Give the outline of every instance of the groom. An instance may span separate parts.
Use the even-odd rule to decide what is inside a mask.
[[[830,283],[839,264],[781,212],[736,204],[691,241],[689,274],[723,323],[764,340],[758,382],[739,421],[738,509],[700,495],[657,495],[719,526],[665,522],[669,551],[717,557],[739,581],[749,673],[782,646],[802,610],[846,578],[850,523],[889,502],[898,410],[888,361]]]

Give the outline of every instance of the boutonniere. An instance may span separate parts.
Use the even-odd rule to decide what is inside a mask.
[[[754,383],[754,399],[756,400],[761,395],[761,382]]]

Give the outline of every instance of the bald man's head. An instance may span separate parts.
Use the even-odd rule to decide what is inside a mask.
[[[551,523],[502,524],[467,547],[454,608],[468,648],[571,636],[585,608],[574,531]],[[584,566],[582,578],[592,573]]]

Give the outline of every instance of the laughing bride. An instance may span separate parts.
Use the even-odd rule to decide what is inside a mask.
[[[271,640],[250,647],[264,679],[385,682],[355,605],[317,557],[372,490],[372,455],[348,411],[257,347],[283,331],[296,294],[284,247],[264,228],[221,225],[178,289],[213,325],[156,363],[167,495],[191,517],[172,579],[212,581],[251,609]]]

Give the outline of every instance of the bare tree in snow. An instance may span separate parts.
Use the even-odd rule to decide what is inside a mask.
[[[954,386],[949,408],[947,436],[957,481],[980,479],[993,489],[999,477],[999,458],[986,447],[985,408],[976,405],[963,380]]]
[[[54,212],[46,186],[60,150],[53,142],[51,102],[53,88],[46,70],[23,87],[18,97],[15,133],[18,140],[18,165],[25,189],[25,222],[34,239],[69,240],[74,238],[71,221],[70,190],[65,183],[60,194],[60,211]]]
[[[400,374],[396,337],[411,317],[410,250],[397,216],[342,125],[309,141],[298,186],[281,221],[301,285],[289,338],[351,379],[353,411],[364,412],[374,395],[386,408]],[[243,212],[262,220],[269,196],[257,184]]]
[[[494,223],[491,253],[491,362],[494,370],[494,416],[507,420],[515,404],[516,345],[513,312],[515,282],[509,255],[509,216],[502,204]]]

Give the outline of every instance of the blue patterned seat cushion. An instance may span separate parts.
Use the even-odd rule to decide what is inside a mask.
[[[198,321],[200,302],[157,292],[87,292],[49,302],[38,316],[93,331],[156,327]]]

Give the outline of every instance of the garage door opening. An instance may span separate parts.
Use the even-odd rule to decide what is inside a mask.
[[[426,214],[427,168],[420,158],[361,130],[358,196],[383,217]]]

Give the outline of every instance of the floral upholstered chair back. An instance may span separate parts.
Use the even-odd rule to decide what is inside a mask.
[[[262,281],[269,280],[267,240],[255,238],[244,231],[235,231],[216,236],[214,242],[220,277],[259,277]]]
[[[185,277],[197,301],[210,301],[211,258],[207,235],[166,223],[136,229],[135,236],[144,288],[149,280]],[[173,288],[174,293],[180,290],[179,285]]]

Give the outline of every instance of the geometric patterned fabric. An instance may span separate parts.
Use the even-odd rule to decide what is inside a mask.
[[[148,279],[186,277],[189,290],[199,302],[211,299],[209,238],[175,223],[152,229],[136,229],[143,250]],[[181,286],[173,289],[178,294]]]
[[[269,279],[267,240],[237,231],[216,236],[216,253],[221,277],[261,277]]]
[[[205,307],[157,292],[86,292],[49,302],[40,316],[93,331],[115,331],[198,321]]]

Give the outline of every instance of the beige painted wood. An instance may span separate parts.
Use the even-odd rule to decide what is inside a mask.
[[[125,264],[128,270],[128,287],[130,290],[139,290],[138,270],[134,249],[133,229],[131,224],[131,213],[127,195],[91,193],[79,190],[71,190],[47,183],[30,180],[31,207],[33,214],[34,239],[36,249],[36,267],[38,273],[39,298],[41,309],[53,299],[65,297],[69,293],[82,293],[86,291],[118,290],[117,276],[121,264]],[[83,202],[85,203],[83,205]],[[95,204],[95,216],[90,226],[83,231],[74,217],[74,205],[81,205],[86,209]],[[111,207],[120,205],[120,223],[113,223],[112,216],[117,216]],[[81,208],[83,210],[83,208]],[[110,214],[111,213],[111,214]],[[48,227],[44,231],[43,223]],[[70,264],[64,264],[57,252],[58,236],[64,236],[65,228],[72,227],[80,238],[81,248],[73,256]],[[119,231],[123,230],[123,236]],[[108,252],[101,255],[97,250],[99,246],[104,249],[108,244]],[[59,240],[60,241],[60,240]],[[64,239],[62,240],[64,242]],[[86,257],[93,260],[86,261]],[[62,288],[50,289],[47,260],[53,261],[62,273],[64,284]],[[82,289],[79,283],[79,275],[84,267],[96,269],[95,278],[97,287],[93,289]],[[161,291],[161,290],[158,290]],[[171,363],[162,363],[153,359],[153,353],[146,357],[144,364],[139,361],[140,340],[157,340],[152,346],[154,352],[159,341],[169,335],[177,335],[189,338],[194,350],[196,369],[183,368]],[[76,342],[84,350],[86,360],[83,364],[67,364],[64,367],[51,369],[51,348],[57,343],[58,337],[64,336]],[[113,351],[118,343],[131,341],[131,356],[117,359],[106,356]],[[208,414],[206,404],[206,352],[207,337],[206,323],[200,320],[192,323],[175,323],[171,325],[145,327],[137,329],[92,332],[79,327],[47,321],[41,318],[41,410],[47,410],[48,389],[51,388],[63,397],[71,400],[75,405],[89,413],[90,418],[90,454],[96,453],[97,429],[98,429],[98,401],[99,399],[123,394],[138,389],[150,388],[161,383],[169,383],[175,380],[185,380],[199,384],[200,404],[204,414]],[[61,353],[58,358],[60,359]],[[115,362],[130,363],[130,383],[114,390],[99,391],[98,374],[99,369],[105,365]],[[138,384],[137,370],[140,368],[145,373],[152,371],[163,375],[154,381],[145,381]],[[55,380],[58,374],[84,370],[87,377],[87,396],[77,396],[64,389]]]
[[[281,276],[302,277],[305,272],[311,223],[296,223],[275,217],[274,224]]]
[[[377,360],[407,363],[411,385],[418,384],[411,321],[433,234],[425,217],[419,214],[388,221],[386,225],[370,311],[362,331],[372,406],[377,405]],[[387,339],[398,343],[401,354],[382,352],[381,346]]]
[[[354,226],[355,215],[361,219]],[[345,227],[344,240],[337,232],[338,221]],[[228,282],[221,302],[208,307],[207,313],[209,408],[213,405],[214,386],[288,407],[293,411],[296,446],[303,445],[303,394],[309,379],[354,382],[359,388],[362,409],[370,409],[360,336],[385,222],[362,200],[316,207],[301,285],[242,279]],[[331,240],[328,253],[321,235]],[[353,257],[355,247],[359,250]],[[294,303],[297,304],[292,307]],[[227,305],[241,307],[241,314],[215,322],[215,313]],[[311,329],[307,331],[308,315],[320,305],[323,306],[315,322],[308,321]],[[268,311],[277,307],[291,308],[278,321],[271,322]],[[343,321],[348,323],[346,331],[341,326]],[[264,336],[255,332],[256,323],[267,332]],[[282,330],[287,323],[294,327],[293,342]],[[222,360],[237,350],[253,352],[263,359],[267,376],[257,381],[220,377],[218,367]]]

### Activity
Please give an exact restatement of only the lines from the beginning of the material above to the line with "Give the outline of every instance of the laughing", inclusive.

### Your solution
Give the outline of every instance of the groom. An instance may span separate parts.
Use the even-odd rule to decide what is inside a mask.
[[[830,283],[839,264],[781,212],[736,204],[691,241],[689,274],[723,323],[764,340],[758,382],[739,421],[738,509],[700,495],[657,495],[719,526],[665,522],[669,551],[717,557],[739,581],[749,673],[782,646],[802,610],[846,578],[850,523],[889,502],[898,410],[888,361]]]

Give the outline of every instance of the boutonniere. An instance may span separate parts.
Use the even-odd rule to decide what is inside a mask.
[[[754,383],[754,399],[756,400],[761,395],[761,382]]]

Give the outline of every instance of the bald man's head. An instance may span separate parts.
Use the even-odd rule to decide what is inside a mask.
[[[551,523],[502,524],[467,547],[454,608],[468,648],[571,636],[585,608],[574,531]],[[584,566],[582,578],[592,573]]]

Give the outline of every instance of the laughing bride. An instance may span separate parts.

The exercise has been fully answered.